[Labeling and segmentation records]
>> begin

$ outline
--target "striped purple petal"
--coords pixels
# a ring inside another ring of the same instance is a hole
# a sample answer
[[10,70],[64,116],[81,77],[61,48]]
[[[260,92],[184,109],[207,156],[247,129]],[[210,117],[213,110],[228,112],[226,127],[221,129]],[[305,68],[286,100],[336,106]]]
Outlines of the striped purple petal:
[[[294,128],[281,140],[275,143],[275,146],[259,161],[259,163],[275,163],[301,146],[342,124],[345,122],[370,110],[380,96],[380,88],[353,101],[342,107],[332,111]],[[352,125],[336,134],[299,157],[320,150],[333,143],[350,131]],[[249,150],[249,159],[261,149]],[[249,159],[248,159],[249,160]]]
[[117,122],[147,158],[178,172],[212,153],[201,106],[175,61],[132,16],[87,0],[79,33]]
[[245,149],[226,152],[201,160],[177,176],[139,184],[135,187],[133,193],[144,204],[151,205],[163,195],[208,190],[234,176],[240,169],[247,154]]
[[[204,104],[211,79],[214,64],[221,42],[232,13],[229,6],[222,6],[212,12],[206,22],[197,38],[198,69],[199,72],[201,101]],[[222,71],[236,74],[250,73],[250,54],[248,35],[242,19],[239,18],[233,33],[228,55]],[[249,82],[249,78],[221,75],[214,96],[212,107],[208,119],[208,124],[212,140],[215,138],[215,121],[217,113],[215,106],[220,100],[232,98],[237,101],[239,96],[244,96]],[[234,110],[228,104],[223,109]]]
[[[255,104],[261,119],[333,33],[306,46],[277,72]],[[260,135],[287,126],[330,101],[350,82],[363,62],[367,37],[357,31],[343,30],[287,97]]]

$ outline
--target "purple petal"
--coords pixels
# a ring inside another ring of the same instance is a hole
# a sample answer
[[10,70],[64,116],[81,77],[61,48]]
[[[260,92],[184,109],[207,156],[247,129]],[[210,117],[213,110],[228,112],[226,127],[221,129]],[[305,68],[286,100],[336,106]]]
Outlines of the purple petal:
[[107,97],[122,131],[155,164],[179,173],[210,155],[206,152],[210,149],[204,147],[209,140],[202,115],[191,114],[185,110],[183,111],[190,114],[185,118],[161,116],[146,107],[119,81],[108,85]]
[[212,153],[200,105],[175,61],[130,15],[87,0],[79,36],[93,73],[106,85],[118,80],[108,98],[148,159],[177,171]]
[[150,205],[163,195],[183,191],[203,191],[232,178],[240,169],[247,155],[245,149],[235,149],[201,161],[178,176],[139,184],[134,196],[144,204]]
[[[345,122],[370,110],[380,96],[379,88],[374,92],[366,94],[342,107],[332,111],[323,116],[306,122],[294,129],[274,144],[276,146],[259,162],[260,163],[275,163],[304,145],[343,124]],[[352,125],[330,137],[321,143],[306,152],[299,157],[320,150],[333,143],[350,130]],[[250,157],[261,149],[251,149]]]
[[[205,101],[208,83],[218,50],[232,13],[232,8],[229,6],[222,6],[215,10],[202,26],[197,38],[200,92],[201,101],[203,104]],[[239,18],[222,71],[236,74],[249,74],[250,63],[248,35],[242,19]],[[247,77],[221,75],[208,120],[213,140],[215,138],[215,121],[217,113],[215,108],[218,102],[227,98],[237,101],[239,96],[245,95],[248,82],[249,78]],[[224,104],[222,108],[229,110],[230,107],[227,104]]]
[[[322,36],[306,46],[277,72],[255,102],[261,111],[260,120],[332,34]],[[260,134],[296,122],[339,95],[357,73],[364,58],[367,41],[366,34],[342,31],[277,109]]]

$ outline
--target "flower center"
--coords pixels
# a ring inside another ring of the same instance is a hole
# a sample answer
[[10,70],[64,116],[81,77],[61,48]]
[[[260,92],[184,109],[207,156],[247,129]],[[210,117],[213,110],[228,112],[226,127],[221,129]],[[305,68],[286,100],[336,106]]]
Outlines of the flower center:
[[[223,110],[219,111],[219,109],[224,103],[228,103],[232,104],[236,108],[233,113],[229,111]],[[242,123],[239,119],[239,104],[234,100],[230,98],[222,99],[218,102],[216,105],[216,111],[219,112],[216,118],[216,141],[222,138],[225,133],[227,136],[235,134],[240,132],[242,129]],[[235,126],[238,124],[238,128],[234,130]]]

>> end

Display every line of the records that contains the word "purple".

-- WORKED ANSWER --
--target "striped purple petal"
Outlines of the striped purple petal:
--target "purple petal"
Outlines of the purple petal:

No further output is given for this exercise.